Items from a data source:
▬▬▬▬▬▬▬▬▬▬

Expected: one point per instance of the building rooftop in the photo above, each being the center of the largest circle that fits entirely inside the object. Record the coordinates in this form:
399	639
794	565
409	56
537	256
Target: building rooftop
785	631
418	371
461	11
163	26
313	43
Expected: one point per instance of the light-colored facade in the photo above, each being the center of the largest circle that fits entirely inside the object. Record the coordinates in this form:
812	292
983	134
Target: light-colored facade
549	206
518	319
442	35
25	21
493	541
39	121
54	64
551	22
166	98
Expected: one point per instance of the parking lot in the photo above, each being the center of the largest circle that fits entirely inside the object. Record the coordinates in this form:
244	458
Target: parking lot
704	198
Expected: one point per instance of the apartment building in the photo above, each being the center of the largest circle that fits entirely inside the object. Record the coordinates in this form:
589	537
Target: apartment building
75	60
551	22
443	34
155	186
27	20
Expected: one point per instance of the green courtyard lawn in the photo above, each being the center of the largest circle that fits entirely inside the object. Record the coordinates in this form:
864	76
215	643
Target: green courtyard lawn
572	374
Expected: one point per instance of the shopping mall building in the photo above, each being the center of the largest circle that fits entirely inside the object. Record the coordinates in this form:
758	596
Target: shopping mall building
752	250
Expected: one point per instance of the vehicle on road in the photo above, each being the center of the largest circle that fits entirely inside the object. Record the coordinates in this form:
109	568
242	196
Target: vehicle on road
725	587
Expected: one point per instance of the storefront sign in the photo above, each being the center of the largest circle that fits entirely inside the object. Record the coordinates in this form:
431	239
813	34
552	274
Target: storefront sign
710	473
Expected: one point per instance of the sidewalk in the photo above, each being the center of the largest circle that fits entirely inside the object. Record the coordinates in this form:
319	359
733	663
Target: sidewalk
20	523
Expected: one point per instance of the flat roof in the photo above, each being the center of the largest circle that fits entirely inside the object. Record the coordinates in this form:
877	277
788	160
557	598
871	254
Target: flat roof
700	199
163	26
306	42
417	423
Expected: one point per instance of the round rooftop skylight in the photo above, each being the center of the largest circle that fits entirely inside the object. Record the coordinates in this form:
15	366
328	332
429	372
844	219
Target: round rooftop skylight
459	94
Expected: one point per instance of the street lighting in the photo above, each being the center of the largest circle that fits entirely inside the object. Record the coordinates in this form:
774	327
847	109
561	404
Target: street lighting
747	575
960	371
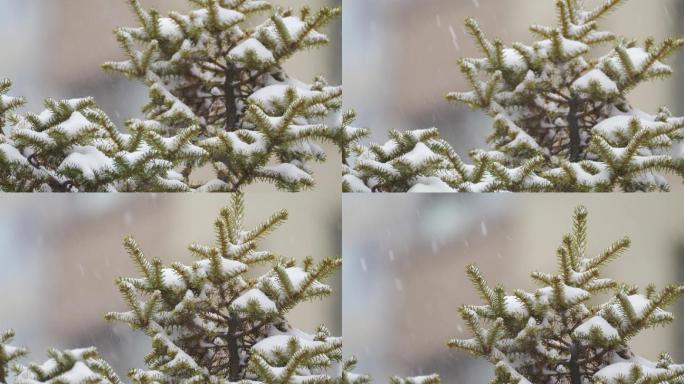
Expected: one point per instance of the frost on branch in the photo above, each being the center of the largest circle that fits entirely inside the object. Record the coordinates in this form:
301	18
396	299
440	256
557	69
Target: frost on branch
554	100
557	334
219	68
420	161
561	116
72	146
219	320
77	366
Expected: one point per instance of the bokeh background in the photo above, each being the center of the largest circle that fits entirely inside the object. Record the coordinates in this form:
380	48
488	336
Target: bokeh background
399	58
60	256
405	258
55	49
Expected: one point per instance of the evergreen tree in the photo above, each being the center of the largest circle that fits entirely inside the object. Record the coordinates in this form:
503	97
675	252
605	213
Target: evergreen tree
72	146
78	366
562	120
558	334
219	69
222	319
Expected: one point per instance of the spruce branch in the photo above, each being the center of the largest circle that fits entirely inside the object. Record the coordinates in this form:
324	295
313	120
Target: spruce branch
556	333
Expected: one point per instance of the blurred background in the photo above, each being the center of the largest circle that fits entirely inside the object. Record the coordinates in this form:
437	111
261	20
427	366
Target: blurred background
400	56
60	256
405	258
55	49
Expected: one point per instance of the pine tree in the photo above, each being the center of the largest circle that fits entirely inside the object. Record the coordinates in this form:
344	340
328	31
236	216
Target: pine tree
558	334
222	319
562	119
219	69
72	146
78	366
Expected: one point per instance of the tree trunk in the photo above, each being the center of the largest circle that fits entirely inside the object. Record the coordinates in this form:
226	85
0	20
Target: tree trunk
233	351
575	371
573	126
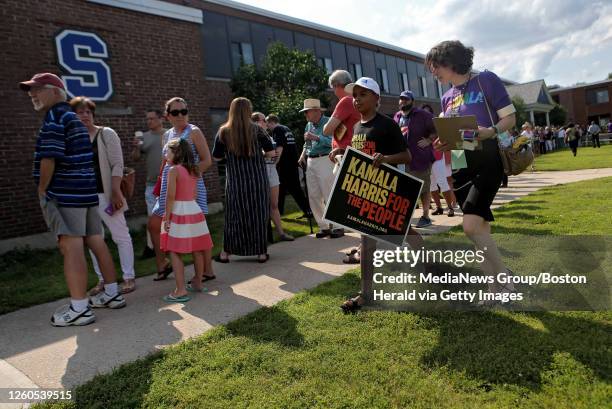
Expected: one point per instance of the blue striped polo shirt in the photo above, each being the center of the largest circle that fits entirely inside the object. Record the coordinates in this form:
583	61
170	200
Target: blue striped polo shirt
64	138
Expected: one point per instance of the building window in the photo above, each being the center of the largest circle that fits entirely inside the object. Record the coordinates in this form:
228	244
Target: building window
383	80
356	71
242	53
424	87
404	81
326	63
601	96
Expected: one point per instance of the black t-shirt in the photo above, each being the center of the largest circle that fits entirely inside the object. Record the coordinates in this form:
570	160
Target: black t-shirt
284	138
381	134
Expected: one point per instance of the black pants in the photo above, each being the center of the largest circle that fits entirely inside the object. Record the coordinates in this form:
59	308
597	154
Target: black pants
574	146
290	183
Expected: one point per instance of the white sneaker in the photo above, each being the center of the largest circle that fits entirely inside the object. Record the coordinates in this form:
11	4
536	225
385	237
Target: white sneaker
65	316
103	300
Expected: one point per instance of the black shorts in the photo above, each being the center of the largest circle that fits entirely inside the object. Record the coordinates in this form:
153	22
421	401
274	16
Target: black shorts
475	187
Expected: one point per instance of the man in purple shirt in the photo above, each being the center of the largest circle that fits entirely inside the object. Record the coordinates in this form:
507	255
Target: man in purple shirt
418	129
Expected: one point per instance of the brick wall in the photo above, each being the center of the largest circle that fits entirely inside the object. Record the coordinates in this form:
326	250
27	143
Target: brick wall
151	58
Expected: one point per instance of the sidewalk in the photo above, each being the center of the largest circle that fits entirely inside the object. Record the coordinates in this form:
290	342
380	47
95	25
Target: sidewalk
33	353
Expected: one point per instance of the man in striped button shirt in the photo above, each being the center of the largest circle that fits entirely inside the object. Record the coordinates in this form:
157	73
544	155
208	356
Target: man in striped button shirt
67	190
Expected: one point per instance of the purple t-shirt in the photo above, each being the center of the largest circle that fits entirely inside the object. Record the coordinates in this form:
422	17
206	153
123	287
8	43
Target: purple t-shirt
468	99
416	126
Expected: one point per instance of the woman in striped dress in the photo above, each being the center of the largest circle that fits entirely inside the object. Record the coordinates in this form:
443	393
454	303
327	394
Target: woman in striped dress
177	114
247	192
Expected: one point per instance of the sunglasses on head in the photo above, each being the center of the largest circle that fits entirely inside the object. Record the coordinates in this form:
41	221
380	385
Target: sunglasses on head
176	112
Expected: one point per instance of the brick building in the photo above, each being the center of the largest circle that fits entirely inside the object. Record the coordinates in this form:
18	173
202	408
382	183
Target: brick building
587	102
133	55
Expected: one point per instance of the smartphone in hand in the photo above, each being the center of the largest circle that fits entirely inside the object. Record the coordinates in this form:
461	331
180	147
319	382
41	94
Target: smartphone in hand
110	209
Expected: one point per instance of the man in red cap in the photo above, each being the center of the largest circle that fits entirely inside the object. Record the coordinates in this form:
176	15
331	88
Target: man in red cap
69	203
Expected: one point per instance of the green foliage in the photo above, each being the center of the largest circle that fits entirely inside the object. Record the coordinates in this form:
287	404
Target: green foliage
522	115
558	115
286	77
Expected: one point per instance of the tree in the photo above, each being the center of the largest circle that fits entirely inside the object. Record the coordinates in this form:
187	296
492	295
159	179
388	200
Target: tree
285	79
558	115
522	115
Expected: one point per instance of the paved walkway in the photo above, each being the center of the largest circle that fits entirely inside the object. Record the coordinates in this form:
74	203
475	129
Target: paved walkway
33	353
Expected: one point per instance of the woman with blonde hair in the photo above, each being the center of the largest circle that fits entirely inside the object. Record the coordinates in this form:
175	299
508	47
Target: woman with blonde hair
247	191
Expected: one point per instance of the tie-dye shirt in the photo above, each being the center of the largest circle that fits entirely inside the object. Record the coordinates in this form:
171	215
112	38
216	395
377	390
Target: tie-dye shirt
468	99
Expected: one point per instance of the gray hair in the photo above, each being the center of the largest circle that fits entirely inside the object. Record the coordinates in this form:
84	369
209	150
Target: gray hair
340	77
61	91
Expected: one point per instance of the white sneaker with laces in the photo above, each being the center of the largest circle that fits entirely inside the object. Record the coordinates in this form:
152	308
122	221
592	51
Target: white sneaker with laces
103	300
65	316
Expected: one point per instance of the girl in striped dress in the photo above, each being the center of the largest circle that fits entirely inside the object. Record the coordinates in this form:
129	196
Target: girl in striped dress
177	113
184	229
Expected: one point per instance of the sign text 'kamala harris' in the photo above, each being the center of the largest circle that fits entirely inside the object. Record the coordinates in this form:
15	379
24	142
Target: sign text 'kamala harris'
375	201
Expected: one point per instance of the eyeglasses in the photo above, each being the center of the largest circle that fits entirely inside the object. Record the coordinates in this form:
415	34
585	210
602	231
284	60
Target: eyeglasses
176	112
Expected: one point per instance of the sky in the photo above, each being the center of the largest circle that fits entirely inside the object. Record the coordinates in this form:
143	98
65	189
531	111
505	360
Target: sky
561	41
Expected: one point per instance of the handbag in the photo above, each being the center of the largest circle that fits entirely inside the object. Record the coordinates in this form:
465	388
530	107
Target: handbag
514	160
128	180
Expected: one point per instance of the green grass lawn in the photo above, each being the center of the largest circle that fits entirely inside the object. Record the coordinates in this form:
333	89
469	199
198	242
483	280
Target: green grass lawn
31	277
304	352
587	158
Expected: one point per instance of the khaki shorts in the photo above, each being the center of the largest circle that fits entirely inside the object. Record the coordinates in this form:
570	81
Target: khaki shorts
272	175
71	221
424	175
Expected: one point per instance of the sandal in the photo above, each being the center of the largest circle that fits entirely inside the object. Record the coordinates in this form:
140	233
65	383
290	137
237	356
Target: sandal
351	305
196	290
205	278
353	251
352	258
176	298
218	259
128	286
162	275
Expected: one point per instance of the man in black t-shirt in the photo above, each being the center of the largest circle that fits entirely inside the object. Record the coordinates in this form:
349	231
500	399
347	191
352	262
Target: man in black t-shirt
379	136
287	165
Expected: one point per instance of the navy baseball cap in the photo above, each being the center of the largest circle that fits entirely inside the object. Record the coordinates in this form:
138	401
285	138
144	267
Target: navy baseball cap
407	94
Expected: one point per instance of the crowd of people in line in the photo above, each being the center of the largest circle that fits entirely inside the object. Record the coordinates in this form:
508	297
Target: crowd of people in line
546	139
78	167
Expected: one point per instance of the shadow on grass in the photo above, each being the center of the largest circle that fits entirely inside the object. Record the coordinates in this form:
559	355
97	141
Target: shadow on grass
268	324
499	350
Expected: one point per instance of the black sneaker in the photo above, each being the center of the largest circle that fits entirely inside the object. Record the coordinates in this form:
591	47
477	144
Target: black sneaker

▬▬▬▬▬▬▬▬▬▬

(WORK TO DO):
Repeat exactly the lines from the one containing "Expected: one point per instance of the khaki" through the last line of the records above, both included, and nothing else.

(EXERCISE ANSWER):
Expected: one point per instance of the khaki shorts in the photo above, each being the center of the largest circle that fits entirely inside the object. Record the coordinates in this form:
570	81
Target: khaki shorts
272	175
71	221
424	175
Expected: one point per instance of the sandal in the photo above, each being the center of the largest circle that fits entirely inside the object. Record the coordinates in this form:
140	233
65	383
290	137
237	356
Target: sandal
351	305
196	290
205	278
353	251
352	258
176	298
218	259
128	286
162	275
Expected: one point per instance of the man in black t-shirt in the photo above, each being the center of the largest circle that fits entirely inside the object. Record the coordinates in this form:
349	231
500	399
347	191
352	262
Target: man in black t-shirt
379	136
287	165
Expected: one point per instance of the navy baseball cap in the photo above, each being the center of the largest circle that fits entirely inside the object. Record the coordinates in this form:
138	401
285	138
144	267
Target: navy baseball cap
407	94
Expected: one point per instance of the crowd of people in line in the photo above, each being the center of the largest circle that fits entirely inside the object. Record the coordinates in this form:
508	297
Target: crowd of people in line
546	139
78	167
Expected: one point per instance of the shadow on grass in the photo above, each being the center of the largest circle that fits entirely inside the object. Record the coordinates in this form:
559	355
97	141
Target: shadow on grass
268	324
499	350
Expected: one point per instance of the black sneaker in the photo above, each being the center of the largest circle that fits entirely inside the object. Record the coordinates in this form:
591	47
477	144
Target: black sneaker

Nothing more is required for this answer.